What you need to do:
Return the listing below in full, exactly.

Study material:
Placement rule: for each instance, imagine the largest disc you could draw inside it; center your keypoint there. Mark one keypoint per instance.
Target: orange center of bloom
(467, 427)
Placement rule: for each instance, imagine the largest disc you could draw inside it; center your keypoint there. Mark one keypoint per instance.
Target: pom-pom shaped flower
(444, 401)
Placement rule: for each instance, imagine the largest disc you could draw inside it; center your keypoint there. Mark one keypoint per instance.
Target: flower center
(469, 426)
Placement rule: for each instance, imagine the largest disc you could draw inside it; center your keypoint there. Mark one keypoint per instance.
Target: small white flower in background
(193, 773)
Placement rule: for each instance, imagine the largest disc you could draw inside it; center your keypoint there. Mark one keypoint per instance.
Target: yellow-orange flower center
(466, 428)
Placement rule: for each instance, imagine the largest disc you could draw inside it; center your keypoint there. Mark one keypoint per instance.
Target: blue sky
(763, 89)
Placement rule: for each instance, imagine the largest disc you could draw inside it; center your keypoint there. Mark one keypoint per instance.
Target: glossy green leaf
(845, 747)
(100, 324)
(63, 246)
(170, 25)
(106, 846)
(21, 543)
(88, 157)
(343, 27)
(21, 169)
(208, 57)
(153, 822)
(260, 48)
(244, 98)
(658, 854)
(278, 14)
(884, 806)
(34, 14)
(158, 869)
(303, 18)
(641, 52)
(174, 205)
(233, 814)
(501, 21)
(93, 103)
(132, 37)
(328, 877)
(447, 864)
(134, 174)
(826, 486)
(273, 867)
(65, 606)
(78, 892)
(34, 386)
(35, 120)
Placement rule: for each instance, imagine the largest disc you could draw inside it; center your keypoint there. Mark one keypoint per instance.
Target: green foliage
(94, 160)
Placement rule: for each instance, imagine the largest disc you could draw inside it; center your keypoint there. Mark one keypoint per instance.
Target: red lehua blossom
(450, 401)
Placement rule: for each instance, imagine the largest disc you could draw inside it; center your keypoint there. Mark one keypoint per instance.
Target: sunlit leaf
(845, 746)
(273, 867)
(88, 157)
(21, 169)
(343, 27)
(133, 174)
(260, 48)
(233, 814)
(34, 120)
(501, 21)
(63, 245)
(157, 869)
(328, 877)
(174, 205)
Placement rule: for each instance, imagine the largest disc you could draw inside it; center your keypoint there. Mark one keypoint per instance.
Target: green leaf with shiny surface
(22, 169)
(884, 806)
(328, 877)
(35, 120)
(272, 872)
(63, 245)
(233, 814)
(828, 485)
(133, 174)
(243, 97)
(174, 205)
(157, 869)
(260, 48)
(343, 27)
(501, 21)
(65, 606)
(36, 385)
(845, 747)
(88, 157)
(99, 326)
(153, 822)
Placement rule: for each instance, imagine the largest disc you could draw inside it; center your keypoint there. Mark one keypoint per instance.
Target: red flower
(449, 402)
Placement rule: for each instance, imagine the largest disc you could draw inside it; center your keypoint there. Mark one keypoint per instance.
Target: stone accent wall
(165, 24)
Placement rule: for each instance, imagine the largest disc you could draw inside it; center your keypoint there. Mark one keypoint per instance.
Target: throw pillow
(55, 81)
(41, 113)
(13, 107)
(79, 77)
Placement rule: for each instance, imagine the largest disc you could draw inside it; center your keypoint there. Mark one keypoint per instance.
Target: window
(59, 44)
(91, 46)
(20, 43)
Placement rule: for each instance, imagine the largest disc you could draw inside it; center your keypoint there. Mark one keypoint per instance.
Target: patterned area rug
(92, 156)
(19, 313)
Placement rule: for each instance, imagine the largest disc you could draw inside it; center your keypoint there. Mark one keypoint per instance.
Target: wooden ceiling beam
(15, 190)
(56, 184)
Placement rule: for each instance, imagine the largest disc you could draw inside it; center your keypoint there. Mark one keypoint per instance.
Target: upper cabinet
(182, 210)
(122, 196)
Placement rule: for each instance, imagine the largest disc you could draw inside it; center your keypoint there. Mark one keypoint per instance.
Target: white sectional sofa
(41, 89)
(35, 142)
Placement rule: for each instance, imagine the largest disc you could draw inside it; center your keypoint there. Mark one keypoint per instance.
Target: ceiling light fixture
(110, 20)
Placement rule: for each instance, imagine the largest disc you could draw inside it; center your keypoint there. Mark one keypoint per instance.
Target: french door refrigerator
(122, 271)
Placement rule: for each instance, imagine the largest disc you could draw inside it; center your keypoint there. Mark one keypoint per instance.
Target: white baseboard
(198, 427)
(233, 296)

The answer:
Placement rule: for each instance, imagine the largest disc you could draw inside it; center your keypoint there. Mark one keypoint per instance.
Target: orange center of bloom
(467, 427)
Placement rule: for each instance, imagine the largest disc you could draw inside it; center your keypoint there. Mark one keypoint per instance.
Target: pom-pom shaped flower
(444, 401)
Placement rule: for each instance, imagine the largest disc you could draw inside it; center your keypoint there. Mark one keypoint per instance.
Target: flower center
(469, 426)
Placement rule: for each instance, imagine the largest disc you could draw inside it; center your keypoint there. Mark one keypoint per instance.
Target: small white flower in background
(193, 773)
Placement rule: for each instance, imagine the largest disc you could draw inside it; center your keypoint there. Mark one keypoint per instance.
Target: yellow-orange flower center
(466, 428)
Placement rule: for each instance, imagine the largest disc you could draw inside it; center your keypoint there. Mark one keypoint per instance.
Target: blue sky
(763, 89)
Placement rule: for each instance, imagine the largest disc you could draw inside it; center your keypoint there. Mark one keypoint per instance.
Target: glossy green leaf
(845, 747)
(100, 324)
(63, 246)
(170, 25)
(106, 846)
(21, 543)
(88, 157)
(343, 27)
(21, 169)
(208, 57)
(153, 822)
(260, 48)
(244, 98)
(658, 854)
(278, 14)
(884, 806)
(34, 14)
(158, 869)
(303, 18)
(641, 52)
(174, 205)
(233, 814)
(501, 21)
(93, 103)
(132, 37)
(328, 877)
(447, 864)
(134, 174)
(826, 486)
(273, 867)
(65, 606)
(78, 892)
(34, 386)
(35, 120)
Placement rule: for each instance, imagine the largest disc you could draw inside it; center your keypoint there. Mark one keypoint per instance.
Target: green foliage
(94, 160)
Placement rule: for each instance, imagine the largest disc you could draw inside it; center your keypoint there. Mark one keypoint per instance.
Target: red lehua blossom
(450, 401)
Placement rule: for each instance, imagine the largest disc you could draw inside it; center your keypoint there. Mark one keypoint per instance.
Target: sunlit leaf
(845, 746)
(273, 867)
(88, 157)
(21, 169)
(343, 27)
(133, 174)
(260, 48)
(233, 814)
(34, 120)
(501, 21)
(63, 245)
(157, 869)
(328, 877)
(174, 205)
Placement rule: for each instance, imagine the largest disc you could draw inside it; center your keypoint there. Mark one keypoint per instance.
Target: green leaf with shiny surface
(22, 169)
(884, 806)
(328, 877)
(35, 120)
(272, 872)
(63, 245)
(233, 814)
(828, 485)
(133, 174)
(243, 97)
(174, 205)
(157, 869)
(260, 48)
(343, 27)
(501, 21)
(65, 606)
(36, 385)
(845, 747)
(88, 157)
(99, 326)
(153, 822)
Placement rule: for each instance, imagine the largest disc you could draw inside it; center your keypoint there. Mark one keypoint per instance.
Target: red flower
(449, 402)
Placement rule: for each instance, imagine the largest disc you could draw inside it; center your keypoint there. Mark one keypoint per instance.
Target: stone accent wall
(165, 24)
Placement rule: for each instance, imagine the largest disc you could draw inside it; center your keypoint there. Mark one keypoint per instance.
Target: throw pillow
(55, 81)
(41, 113)
(13, 107)
(79, 77)
Placement rule: for each instance, imagine the largest disc you could draw inside it; center your keypoint there. Mark one keypoint per instance.
Target: window
(59, 44)
(91, 46)
(20, 43)
Placement rule: for each instance, imagine the largest disc you could draw inside it; center your keypoint there. Mark one keypoint per instance.
Target: patterned area rug
(92, 156)
(19, 313)
Placement rule: for each instance, imagine the largest disc you could draw inside it; center your keypoint there. Mark one keypoint per instance.
Target: wooden ceiling beam
(15, 190)
(56, 184)
Placement rule: for each instance, imagine the largest disc you could draw inside it; center your keypoint there. Mark one keypoint per instance.
Target: upper cabinet
(182, 210)
(122, 196)
Placement rule: for each instance, imagine the largest disc you could draw inside it; center your keypoint there. Mark one keypoint per instance.
Target: white sectional sofa
(41, 89)
(35, 142)
Placement rule: for each instance, imagine the largest disc you could draw inside it; center your keypoint there. Mark one keypoint per instance.
Target: ceiling light fixture
(110, 20)
Placement rule: for each instance, imagine the largest disc you could draw inside it; center your keypoint there. Mark one keypoint per instance.
Target: french door refrigerator
(122, 271)
Placement rule: for each instance, imagine the largest disc you could draw inside it; center your keypoint there. Mark one keypoint per instance.
Target: white baseboard
(198, 427)
(233, 296)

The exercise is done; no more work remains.